▶ [SOURCE]
————
Non-financial metrics may become a bigger part of the incentive calculation.
Retailers like Target are using compensation metrics for senior executives related to redesigned store experiences and channel optimization in response to the evolving retail landscape. Meanwhile, oil and gas companies like Chevron are using metrics related to employee safety and environmental consciousness to promote business stewardship.
These types of strategic metrics vary across industries and companies, but their overall purpose is the same: to incentivize investments in the business that may not lead to short-term gains (and, in fact, may lead to short-term losses) but will affect the company’s ability to operate, innovate and grow over the long term.
Such approaches are gaining traction as stakeholders across the spectrum accept the importance of a broad range of strategic priorities.
Investors and proxy advisory firms have long favored the use of quantitative objectives in incentive plans, and consequently, financial measures have taken the lion’s share of incentive metric weightings. But investors may be open to embracing non-
financial strategic metrics.
————
Data drawn from a collection
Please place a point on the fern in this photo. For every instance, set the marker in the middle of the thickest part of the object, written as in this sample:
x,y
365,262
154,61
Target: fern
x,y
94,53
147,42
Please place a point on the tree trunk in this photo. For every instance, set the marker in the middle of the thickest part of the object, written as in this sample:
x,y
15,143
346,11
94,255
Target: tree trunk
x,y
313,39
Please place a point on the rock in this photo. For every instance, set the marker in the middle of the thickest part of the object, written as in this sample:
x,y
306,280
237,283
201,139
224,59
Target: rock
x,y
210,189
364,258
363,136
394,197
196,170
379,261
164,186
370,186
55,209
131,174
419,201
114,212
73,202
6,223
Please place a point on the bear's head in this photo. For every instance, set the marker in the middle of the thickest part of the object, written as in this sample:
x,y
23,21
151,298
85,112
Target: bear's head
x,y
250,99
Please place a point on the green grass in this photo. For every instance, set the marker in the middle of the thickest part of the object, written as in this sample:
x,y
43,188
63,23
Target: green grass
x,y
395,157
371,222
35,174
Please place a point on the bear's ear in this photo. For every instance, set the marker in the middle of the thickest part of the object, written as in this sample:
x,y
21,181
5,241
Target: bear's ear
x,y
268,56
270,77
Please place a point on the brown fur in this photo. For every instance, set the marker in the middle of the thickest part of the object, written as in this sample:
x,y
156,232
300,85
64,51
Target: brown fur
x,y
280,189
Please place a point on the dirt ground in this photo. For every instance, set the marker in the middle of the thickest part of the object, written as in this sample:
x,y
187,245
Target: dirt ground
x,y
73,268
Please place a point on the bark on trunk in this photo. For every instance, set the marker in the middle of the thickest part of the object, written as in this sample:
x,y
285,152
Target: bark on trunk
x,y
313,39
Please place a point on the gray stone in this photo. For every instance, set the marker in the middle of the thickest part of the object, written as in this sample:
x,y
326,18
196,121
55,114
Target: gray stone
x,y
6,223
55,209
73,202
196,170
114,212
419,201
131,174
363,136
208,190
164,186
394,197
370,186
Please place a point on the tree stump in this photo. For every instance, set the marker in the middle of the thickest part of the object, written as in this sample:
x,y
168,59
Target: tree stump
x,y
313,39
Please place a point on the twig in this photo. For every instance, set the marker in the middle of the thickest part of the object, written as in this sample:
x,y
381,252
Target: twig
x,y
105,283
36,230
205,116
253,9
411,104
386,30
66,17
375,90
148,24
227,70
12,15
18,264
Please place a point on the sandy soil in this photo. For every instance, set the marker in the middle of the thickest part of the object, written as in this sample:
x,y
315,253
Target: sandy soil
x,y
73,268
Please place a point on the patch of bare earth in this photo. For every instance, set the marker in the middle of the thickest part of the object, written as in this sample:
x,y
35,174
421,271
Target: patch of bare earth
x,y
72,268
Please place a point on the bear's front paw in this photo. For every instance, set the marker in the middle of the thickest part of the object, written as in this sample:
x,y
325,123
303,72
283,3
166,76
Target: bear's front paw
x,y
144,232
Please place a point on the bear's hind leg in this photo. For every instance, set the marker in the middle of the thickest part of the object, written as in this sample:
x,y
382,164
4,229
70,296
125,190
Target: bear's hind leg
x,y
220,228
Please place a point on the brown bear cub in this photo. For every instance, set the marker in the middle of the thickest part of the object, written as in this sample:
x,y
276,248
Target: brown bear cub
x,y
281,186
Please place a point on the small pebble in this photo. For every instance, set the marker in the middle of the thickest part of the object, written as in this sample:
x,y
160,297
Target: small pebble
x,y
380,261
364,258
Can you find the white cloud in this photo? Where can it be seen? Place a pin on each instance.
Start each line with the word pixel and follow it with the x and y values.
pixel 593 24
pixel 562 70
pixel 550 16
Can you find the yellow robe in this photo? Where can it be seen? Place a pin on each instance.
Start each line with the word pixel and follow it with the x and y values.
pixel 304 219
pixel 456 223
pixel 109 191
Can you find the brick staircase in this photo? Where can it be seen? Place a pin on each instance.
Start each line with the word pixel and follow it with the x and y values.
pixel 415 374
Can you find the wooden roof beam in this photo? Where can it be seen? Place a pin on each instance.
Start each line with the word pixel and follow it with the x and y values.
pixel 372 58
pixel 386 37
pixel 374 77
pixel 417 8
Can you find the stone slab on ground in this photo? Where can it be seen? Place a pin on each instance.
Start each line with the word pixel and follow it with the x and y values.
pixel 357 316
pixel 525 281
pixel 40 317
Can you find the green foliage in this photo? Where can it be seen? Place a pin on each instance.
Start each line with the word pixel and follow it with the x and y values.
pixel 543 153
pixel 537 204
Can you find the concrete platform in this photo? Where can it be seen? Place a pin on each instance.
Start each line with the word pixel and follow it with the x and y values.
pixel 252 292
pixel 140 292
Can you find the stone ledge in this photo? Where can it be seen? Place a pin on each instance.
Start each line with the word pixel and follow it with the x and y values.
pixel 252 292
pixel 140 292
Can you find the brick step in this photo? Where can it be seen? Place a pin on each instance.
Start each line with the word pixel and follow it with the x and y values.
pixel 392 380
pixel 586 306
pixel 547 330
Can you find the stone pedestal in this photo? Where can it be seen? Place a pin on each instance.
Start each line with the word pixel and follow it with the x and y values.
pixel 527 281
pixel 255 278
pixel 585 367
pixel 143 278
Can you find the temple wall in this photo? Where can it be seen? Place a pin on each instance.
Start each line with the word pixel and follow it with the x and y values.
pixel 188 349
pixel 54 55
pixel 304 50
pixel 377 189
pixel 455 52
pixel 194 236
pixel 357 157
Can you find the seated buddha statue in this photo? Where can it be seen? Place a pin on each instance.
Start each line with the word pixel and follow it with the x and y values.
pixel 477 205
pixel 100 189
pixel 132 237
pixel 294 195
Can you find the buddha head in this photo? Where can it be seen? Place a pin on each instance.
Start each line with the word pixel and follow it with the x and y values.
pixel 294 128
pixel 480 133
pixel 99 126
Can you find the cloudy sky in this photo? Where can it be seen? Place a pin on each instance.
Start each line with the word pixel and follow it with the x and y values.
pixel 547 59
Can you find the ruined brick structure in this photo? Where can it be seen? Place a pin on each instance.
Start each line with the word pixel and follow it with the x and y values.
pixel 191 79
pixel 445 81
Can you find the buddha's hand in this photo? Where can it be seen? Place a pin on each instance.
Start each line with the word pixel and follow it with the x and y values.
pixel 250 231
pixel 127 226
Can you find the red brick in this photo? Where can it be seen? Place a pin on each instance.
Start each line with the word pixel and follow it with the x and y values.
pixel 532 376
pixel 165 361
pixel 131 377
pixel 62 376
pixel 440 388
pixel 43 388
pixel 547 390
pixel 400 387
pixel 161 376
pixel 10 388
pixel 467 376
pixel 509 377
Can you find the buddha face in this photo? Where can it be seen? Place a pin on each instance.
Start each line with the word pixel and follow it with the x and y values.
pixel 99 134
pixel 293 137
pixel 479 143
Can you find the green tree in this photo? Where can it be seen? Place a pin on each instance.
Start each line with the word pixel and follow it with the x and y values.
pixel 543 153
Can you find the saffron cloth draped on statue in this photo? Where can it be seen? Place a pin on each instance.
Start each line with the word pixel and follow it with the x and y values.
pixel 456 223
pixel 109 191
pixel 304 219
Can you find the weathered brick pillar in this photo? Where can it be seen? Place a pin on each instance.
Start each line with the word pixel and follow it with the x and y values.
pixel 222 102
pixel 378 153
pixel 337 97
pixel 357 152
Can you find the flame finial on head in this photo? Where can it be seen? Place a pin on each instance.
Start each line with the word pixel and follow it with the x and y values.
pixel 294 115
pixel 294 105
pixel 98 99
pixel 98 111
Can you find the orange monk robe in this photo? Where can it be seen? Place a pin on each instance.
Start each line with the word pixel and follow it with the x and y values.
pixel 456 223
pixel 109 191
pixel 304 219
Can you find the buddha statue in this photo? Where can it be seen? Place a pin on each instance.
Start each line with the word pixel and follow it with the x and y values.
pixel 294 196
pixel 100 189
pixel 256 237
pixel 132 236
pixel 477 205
————
▶ [TASK INSTRUCTIONS]
a: Repeat, word for word, everything in the incentive metrics passage from "Retailers like Target" down to "the long term.".
b: According to the incentive metrics passage, what do the metrics used by oil and gas companies like Chevron relate to?
Rely only on the incentive metrics passage.

▶ [EXPECTED ANSWERS]
a:
Retailers like Target are using compensation metrics for senior executives related to redesigned store experiences and channel optimization in response to the evolving retail landscape. Meanwhile, oil and gas companies like Chevron are using metrics related to employee safety and environmental consciousness to promote business stewardship.
These types of strategic metrics vary across industries and companies, but their overall purpose is the same: to incentivize investments in the business that may not lead to short-term gains (and, in fact, may lead to short-term losses) but will affect the company’s ability to operate, innovate and grow over the long term.

b: Employee safety and environmental consciousness.